Arbitrage tutorial

What is arbitrage betting?
An arbitrage opportunity occurs when price discrepancies allow you to place bets that cannot lose. There are two types of arbitrage. You can either back all possible outcomes in an event (Book arbitrage), or back and lay the same selection at different prices (Back/Lay arbitrage).

Book arbitrage
A book arbitrage opportunity is available whenever the book percentage for an event is under 100%.
Due to the proliferation of online betting sites and the improved value provided by betting exchanges, underround books are now occurring on a regular basis. The emergence of odds comparison sites has made life even easier for arbhunters.

Once you have found an underround book, however, you still need to work out what sort of stakes to place in order to obtain a guaranteed profit. That's where Arb Cruncher comes in.

Book arbitrage example
Bookmaker A offers 2.20 for Borg and 1.72 for McEnroe. Of course, you cannot make a profit by backing both players at these prices, as the book percentage is 103.59%.

- [DATA SHOWN]:
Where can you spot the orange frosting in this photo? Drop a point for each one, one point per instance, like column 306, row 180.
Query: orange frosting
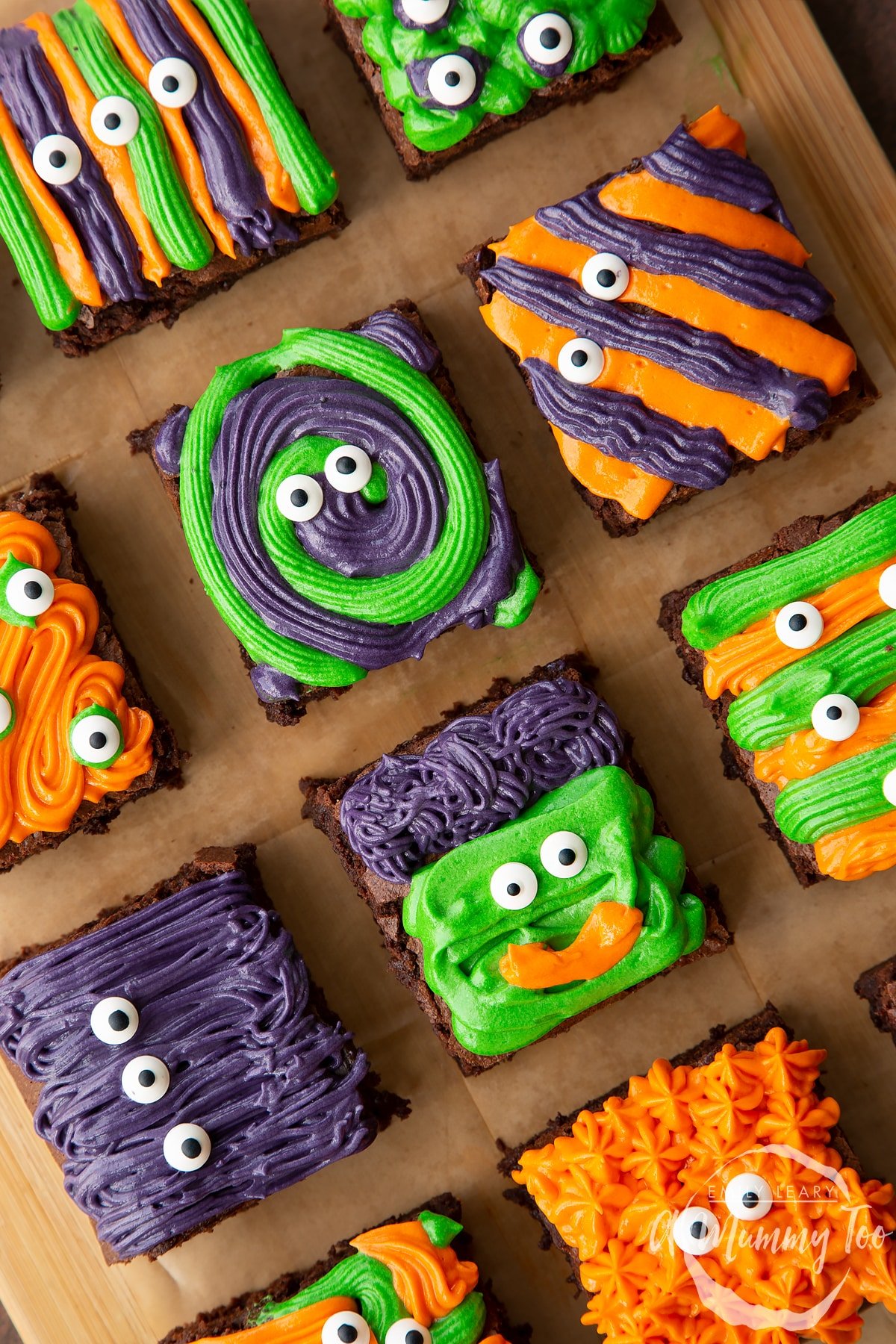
column 615, row 1183
column 50, row 675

- [REQUEST 1]: Rewrite the paragraph of the arbitrage tutorial that begins "An arbitrage opportunity occurs" as a short bulleted list that keeps its main facts.
- [REQUEST 2]: According to the arbitrage tutorial, why are underround books now occurring regularly? Answer in one to three sentences.
- [REQUEST 3]: Extend the arbitrage tutorial from the point where it stops, carrying on the book arbitrage example.

- [FINAL ANSWER 1]:
- An arbitrage opportunity arises when price discrepancies let you place bets that cannot lose.
- There are two types of arbitrage.
- Book arbitrage: back every possible outcome in an event.
- Back/Lay arbitrage: back and lay the same selection at different prices.

- [FINAL ANSWER 2]: Underround books now occur regularly because online betting sites have proliferated and betting exchanges offer better value. The tutorial adds that odds comparison sites have made finding them even easier for arbhunters.

- [FINAL ANSWER 3]:
However, if Bookmaker B offered 1.91 for McEnroe, you would then have a book of 97.81% from . This means that you can earn a guaranteed profit by backing Borg with Bookmaker A and McEnroe with Bookmaker B. Let us assume that you want to spend 500 on this arb.

1.
Open the Multiback calculator.
2.
Enter the bet details (both prices and your total stake) in the white boxes, and click the Calculate button.
3.
Arb Cruncher instructs you to place 232.36 on Borg and 267.64 on McEnroe. These stakes guarantee you a profit of 11.19 whichever player wins.

Where does this figure of 11.19 come from?

If Borg wins, you would win 278.63 with Bookmaker A (1.20 x 232.36) and lose you stake of 267.64 with Bookmaker B. The difference between these figures is 11.19.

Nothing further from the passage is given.